EXERCISE AIM —
Go line by line through the data below, counting each one that has "carrot", and give the final count only.

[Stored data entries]
+++
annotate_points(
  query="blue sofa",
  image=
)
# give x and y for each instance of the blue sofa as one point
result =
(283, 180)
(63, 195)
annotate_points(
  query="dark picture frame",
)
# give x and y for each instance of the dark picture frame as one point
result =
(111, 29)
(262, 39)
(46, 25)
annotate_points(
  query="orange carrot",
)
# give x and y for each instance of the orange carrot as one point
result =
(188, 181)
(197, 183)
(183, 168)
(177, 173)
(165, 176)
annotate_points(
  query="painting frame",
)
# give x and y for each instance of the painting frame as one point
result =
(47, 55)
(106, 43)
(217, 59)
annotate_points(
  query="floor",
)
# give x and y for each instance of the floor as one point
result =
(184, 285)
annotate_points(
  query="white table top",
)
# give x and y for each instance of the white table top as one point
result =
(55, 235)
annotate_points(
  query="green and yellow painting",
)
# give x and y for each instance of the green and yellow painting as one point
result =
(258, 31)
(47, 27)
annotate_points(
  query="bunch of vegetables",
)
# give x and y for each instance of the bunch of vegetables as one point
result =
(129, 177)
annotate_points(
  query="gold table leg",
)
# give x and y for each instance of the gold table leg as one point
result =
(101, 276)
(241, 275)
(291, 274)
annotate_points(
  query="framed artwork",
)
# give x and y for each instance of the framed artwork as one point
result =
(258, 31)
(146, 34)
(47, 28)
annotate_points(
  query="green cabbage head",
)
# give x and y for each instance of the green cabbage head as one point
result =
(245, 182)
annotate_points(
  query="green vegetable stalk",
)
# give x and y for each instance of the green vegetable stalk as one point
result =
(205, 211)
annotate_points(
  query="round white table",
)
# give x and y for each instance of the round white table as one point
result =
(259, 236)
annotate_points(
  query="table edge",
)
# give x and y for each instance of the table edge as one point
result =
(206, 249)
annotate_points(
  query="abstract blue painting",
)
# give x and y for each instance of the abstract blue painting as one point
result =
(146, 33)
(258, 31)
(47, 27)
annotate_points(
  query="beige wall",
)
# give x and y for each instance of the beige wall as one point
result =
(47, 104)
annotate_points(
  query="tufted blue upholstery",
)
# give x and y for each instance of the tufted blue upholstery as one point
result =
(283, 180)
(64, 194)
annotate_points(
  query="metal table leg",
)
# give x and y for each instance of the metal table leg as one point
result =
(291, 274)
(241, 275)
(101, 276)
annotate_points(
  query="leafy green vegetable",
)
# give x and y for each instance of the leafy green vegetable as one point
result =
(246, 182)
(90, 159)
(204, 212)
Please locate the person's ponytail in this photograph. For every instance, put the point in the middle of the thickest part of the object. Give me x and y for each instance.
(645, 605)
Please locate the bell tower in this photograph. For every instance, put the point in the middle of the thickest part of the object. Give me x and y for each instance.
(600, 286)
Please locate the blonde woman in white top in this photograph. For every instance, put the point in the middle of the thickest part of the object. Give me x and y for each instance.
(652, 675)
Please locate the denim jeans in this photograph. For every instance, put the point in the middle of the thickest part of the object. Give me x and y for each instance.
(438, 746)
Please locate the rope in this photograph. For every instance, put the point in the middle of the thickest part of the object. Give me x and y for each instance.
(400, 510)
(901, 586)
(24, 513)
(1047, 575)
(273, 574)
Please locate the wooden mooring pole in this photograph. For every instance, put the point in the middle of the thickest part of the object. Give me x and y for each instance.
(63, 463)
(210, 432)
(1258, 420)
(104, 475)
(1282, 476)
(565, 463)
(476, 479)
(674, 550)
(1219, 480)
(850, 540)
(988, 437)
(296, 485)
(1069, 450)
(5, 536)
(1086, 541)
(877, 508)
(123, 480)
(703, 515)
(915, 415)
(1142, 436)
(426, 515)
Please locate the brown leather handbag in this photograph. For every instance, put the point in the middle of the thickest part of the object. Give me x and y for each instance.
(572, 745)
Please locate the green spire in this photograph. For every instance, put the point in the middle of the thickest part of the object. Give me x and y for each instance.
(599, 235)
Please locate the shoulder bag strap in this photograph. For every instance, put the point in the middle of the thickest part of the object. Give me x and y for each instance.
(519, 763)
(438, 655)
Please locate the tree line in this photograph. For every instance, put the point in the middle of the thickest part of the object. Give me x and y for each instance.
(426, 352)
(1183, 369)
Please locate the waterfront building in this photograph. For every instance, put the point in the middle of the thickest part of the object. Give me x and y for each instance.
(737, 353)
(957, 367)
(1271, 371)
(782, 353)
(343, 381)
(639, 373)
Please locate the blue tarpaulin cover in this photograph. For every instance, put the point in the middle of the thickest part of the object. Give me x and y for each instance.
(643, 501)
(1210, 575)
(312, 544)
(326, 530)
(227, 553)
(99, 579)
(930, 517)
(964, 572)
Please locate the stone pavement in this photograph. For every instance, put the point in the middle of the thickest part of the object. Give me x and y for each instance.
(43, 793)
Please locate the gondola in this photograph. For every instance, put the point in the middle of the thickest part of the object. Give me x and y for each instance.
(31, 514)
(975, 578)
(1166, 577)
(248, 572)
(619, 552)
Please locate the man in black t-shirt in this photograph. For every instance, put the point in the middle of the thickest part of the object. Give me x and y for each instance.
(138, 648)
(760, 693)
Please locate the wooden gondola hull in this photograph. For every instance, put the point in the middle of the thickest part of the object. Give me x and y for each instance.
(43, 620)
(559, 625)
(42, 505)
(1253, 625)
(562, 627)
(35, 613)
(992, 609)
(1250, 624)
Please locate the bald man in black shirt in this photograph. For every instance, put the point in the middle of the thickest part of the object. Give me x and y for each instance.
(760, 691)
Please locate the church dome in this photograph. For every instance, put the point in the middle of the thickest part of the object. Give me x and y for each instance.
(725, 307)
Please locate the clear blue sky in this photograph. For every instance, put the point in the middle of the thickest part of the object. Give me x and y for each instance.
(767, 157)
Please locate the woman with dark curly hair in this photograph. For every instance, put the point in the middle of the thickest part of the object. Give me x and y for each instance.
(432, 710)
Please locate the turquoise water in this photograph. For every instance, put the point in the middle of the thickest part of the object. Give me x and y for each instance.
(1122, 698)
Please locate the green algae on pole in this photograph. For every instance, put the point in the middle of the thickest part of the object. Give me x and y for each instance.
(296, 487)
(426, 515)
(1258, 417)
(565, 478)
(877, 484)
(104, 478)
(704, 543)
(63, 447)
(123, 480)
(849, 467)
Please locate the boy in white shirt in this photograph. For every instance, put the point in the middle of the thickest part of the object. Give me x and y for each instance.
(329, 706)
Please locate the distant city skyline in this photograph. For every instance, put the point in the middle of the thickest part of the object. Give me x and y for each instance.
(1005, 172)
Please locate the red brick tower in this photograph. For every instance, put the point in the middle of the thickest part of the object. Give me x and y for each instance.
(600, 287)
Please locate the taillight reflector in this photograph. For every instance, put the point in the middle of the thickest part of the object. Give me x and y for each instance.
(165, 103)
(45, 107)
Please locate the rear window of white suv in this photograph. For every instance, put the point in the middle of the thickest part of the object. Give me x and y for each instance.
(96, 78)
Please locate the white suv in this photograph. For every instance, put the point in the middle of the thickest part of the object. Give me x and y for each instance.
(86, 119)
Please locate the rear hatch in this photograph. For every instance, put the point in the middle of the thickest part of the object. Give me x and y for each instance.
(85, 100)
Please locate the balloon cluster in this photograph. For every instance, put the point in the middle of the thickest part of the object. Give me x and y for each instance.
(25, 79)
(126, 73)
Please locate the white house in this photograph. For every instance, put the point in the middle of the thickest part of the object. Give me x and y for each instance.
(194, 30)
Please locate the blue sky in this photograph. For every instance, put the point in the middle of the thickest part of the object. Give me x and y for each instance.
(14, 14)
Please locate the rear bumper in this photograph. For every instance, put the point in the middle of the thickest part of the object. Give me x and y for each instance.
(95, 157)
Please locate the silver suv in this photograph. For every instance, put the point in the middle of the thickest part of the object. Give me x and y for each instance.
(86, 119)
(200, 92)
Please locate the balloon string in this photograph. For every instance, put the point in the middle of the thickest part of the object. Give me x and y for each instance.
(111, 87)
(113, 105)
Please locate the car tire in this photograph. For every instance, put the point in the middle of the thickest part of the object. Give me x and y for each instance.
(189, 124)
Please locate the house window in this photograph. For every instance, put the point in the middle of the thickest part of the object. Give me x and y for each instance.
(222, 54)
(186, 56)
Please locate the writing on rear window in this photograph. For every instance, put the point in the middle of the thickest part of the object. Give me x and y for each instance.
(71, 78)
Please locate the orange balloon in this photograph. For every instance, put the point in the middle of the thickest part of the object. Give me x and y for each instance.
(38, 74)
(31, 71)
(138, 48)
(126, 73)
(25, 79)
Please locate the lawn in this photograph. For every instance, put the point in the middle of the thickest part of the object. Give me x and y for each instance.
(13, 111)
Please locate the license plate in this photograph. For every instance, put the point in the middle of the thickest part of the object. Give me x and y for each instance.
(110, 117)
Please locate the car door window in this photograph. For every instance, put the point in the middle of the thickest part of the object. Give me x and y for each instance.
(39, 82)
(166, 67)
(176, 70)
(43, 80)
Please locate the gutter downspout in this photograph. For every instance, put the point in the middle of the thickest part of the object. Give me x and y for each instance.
+++
RESULT FOR THIS EXERCISE —
2